Source extract
####

2.5 Players as Pivotal Stakeholder in Professional Sports

  • Largest cost in team sports = salaries.
  • Exhibit 2.5: Player-to-revenue ratios 40\%–60\% across 9 top leagues (NFL, MLB, NBA, NHL & Big-5 European soccer) 2011–2018.
  • Labour relations volatile: lockouts (owner-initiated) & strikes (player-initiated).
  • Optimal relationship: grow the pie first, then divide in a way “uncomfortably comfortable” for both sides.

2.6 Management in Sport vs. Other Industries

10 Areas of Commonality

  1. Leadership & strategy.
  2. Value creation and sharing.
  3. Revenue growth obsession.
  4. Asset-base broadening (YES Network equity, real-estate projects).
  5. Product innovation (second-screen apps).
  6. Creative contracting (Champions-League bonuses, non-guaranteed NFL deals).
  7. Quality imperative (NFL broadcast production).
  8. Branding (Roger Federer 10-yr \$300\text{ m} UNIQLO deal).
  9. Fans/customers as core.
  10. Globalisation.

10 Areas of Differentiation

  1. Winning on-field is central & binary (only one champ).
  2. Owner objectives widely varied (profit, trophies, profile).
  3. “Fishbowl” media scrutiny—executives & families in spotlight.
  4. Supporting the weakest (draft orders, parachute payments).
  5. Handicapping the strongest (revenue sharing, salary caps; unlike antitrust fines).
  6. League revenue pools & allocation formulas (EPL 50\% equal share; NFL >57\% national rev.).
  7. Athletes as public business assets; fantasy & betting amplify.
  8. Managing the “badly behaved” athlete/executive.
  9. Limited financial disclosures (private clubs, except Packers & some UK clubs).
  10. Sport-entertainment cocktail (cheerleaders, halftime shows, Hollywood hires).

2.7 Growing Global Dimensions of the Business of Sports

Leagues & Federations

  • ATP/WTA stage season-finals abroad; NFL increases London fixtures.

Clubs/Teams

  • International Champions Cup (since 2013) – 12 elite clubs, 17 cities across 3 continents in 2019; paid appearance fees; brand-building tour.

Players, Coaches & Agents

  • EPL >60\% foreign players; 8 European leagues >50\% foreign (UEFA 2017).
  • NBA opening-night 2018: 108 internationals from 42 nations; Canada 11, Australia 9, France 9.
  • Top-25 rankings (July 2019):
    • Men’s Golf: 14/25 USA; 8 nations.
    • Women’s Golf: 11/25 Korea; 10 nations.
    • Tennis Top-25 genders each feature 18 different countries.

Events

  • Tough Mudder (US 2010 ➔ Canada, UK, AUS, GER; bought by Spartan Race 2020).
  • Formula 1 adds Bahrain 2004, China 2004, Singapore 2008, etc.

####

Spatial localization data:

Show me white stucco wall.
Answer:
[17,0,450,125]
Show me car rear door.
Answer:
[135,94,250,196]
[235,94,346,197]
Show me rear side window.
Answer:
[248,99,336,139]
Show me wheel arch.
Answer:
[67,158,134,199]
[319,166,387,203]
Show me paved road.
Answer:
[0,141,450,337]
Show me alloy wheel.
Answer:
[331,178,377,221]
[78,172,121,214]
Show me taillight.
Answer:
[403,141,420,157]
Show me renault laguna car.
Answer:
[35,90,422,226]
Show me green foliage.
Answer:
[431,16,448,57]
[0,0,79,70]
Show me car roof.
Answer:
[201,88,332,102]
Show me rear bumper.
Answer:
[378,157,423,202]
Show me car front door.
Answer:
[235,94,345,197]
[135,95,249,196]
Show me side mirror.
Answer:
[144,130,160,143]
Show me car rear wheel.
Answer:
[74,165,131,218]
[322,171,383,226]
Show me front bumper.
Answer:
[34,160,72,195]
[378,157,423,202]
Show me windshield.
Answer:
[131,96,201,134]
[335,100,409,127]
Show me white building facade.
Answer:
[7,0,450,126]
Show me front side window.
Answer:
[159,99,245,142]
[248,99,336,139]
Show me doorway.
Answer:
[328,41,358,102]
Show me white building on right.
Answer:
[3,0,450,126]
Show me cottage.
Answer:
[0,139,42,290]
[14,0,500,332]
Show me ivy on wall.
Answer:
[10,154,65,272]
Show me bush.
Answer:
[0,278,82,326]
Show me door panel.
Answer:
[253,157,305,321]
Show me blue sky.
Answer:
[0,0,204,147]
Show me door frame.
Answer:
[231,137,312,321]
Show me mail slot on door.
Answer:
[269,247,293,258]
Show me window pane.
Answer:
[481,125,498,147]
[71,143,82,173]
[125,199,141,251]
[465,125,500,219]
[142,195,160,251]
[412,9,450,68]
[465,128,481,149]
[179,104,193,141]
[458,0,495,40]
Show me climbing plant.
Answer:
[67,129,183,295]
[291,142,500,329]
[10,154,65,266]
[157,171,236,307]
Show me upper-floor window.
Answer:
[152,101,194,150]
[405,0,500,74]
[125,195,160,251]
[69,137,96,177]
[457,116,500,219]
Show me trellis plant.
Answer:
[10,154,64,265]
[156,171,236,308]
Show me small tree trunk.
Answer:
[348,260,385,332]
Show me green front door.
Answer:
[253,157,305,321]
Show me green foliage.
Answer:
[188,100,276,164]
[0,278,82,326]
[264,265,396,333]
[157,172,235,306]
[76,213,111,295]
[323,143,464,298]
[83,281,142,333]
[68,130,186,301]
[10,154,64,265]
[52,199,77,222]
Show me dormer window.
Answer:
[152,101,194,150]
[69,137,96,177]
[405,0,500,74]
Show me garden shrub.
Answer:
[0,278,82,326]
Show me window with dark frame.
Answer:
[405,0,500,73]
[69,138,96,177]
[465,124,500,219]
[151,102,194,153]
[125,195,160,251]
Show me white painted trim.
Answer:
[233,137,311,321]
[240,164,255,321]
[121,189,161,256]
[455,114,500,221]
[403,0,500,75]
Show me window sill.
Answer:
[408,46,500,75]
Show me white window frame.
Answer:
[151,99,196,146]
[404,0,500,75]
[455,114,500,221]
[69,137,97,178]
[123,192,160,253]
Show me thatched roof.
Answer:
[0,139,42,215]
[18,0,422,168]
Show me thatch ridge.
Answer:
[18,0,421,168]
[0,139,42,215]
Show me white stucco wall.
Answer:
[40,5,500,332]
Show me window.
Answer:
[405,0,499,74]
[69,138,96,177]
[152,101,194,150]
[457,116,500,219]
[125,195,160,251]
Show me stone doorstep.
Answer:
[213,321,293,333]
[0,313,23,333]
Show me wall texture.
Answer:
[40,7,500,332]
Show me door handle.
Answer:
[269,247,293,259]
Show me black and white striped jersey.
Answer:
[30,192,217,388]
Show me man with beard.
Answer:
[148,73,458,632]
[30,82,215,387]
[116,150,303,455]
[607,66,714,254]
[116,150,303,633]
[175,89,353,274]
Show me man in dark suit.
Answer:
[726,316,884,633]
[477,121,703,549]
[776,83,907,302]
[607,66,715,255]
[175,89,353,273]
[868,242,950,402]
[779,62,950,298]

####

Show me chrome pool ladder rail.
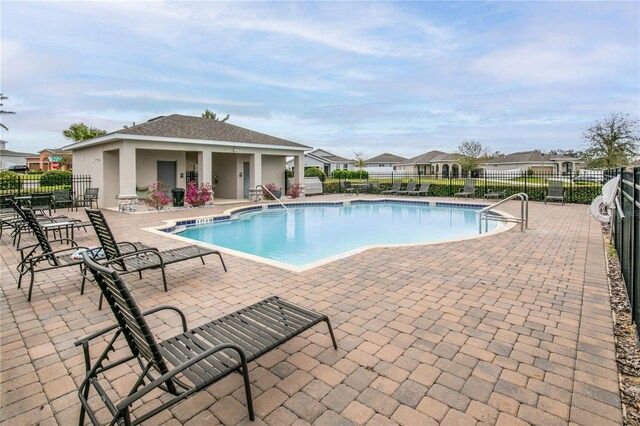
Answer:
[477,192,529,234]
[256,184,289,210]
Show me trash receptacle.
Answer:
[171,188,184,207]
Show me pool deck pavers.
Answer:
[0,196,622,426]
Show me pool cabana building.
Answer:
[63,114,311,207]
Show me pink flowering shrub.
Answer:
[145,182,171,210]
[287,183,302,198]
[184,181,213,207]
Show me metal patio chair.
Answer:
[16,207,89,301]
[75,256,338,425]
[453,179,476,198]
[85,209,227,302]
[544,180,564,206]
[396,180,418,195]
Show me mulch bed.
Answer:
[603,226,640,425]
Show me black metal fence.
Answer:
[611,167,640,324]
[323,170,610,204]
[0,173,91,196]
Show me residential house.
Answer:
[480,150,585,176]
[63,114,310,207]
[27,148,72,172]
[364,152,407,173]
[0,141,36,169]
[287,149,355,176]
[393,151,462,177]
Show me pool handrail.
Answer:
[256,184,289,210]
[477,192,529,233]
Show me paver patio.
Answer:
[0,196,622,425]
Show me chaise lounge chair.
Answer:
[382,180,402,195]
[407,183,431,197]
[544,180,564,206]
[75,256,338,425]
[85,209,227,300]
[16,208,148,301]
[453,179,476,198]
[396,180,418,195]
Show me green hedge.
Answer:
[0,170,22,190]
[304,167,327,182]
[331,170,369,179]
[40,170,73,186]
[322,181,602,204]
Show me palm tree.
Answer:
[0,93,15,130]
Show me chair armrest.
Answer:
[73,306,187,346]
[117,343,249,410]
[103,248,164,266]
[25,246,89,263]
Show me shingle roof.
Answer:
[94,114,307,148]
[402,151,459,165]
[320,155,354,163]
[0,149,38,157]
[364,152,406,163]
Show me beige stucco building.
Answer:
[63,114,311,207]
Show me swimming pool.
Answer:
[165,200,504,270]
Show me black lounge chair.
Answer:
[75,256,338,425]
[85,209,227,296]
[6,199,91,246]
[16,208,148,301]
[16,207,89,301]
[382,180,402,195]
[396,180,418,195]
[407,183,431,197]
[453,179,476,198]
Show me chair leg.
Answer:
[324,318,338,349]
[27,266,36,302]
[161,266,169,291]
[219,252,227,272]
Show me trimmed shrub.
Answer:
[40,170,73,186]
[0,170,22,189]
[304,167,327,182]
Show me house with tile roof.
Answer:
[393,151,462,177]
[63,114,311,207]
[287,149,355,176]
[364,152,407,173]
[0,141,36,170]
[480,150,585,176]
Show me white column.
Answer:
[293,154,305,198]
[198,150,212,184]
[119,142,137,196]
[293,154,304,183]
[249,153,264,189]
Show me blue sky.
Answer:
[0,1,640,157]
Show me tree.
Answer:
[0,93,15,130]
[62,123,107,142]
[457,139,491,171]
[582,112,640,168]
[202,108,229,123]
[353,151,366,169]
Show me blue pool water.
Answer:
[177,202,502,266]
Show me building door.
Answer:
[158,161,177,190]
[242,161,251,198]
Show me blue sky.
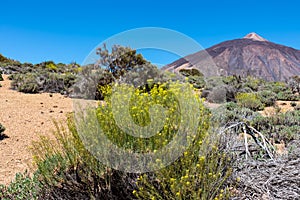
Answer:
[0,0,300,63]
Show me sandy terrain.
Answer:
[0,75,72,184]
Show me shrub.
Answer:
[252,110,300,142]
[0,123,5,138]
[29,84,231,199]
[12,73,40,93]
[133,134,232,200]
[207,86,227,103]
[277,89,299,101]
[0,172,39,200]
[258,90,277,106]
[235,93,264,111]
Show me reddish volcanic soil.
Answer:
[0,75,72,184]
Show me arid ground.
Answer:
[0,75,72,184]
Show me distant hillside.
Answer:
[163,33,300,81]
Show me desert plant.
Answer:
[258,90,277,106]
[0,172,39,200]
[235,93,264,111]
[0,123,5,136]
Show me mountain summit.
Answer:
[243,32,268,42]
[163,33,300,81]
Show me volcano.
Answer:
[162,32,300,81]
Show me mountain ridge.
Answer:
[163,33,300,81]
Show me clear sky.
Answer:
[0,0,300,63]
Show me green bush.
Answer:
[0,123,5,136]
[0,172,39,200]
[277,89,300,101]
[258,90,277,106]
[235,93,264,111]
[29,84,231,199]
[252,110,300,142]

####

Check your understanding
- 1) Answer these questions about the sports management outline:
(a) What range of player-to-revenue ratios does Exhibit 2.5 report across the nine top leagues?
(b) How many international players were on NBA rosters on opening night 2018, and from how many nations?
(c) In what year was Tough Mudder bought by Spartan Race?
- 2) Copy out everything in the sports management outline from "2. Value creation" down to "(only one champ).", switching "Globalisation" to "Internationalization".

Answers given
- 1)
(a) 40%–60%
(b) 108 internationals from 42 nations
(c) 2020

- 2)
2. Value creation and sharing.
  3. Revenue growth obsession.
  4. Asset-base broadening (YES Network equity, real-estate projects).
  5. Product innovation (second-screen apps).
  6. Creative contracting (Champions-League bonuses, non-guaranteed NFL deals).
  7. Quality imperative (NFL broadcast production).
  8. Branding (Roger Federer 10-yr \$300\text{ m} UNIQLO deal).
  9. Fans/customers as core.
  10. Internationalization.

10 Areas of Differentiation

  1. Winning on-field is central & binary (only one champ).